## REQUEST 1:
From the passage below about the Rue d'Enfer, extract the text from "Beyond the end" up to and including "through the barrier.", copying it word for word.

## EXCERPTED PASSAGE:

Beyond the end of the Rue de Vaugirard, the square where the Rue de La Harpe came up from the Seine was filled with carriages. The Rue d’Enfer had been closed off by the Highways and Buildings Police, and even a sedan would have been unable to get through. Charles-Axel levered himself out of the chair and squeezed through the crowd. At the junction of the Rue Saint-Hiacinte and the Rue d’Enfer, he showed the gendarme his copy of the King’s decree. It stated that ‘le Sieur Guillaumot’ was to ‘visit and reconnoitre the quarries dug in the City of Paris and adjacent plains so as to determine the encroachments and excavations that might injure the solidity of its foundations’. The agent ascertained that the gentleman possessed the proper credentials – he wore an embroidered coat and gave off a pleasant smell of flowers – and ushered him through the barrier.

## SUPPLIED MATERIAL:
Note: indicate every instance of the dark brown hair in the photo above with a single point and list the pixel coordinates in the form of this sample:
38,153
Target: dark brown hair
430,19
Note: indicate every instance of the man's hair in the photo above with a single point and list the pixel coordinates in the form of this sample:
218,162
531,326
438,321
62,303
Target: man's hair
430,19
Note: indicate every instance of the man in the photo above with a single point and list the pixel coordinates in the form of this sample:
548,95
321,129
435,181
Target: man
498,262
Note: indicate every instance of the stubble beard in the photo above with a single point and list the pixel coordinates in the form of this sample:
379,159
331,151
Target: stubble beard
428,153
==
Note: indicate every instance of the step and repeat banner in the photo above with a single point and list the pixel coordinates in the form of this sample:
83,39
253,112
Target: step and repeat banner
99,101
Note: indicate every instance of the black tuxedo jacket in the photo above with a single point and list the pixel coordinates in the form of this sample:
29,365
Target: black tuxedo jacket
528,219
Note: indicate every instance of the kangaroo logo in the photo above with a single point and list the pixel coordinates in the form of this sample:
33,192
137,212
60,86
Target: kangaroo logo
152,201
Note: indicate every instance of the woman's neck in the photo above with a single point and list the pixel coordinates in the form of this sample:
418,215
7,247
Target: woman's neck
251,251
...
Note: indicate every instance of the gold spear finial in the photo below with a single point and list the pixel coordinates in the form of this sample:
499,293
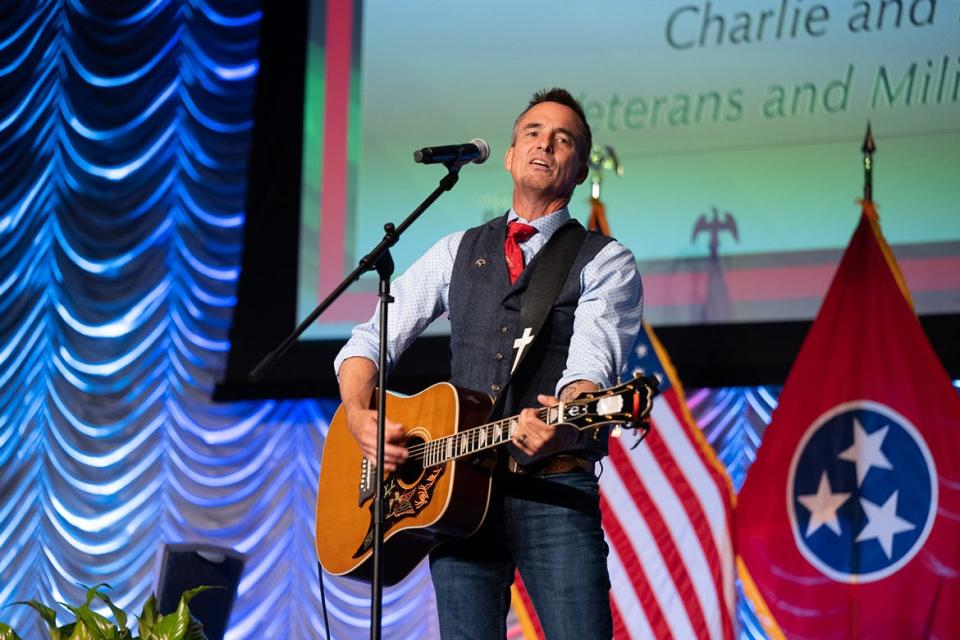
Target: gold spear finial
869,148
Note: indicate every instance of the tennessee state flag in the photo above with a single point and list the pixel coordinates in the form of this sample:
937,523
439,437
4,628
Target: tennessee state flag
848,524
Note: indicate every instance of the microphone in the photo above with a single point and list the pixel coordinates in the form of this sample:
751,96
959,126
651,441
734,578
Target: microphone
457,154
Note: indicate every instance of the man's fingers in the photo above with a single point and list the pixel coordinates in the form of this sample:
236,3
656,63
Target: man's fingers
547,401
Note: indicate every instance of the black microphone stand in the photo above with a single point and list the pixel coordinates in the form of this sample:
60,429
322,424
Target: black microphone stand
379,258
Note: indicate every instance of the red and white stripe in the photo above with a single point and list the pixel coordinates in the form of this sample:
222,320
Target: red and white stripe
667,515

## REQUEST 2:
Find each line in the rows above that contains the string "stripe", and copy every such line in full.

## FINAL ANSWER 1:
Beyond the end of the Rue de Vaugirard, the square where the Rue de La Harpe came up from the Seine was filled with carriages. The Rue d’Enfer had been closed off by the Highways and Buildings Police, and even a sedan would have been unable to get through. Charles-Axel levered himself out of the chair and squeezed through the crowd. At the junction of the Rue Saint-Hiacinte and the Rue d’Enfer, he showed the gendarme his copy of the King’s decree. It stated that ‘le Sieur Guillaumot’ was to ‘visit and reconnoitre the quarries dug in the City of Paris and adjacent plains so as to determine the encroachments and excavations that might injure the solidity of its foundations’. The agent ascertained that the gentleman possessed the proper credentials – he wore an embroidered coat and gave off a pleasant smell of flowers – and ushered him through the barrier.

## FINAL ANSWER 2:
Note: indicate every instance of the red and white stripe in the photo above with a single point and list the pixel coordinates in the form of this sample:
Target: red and white stripe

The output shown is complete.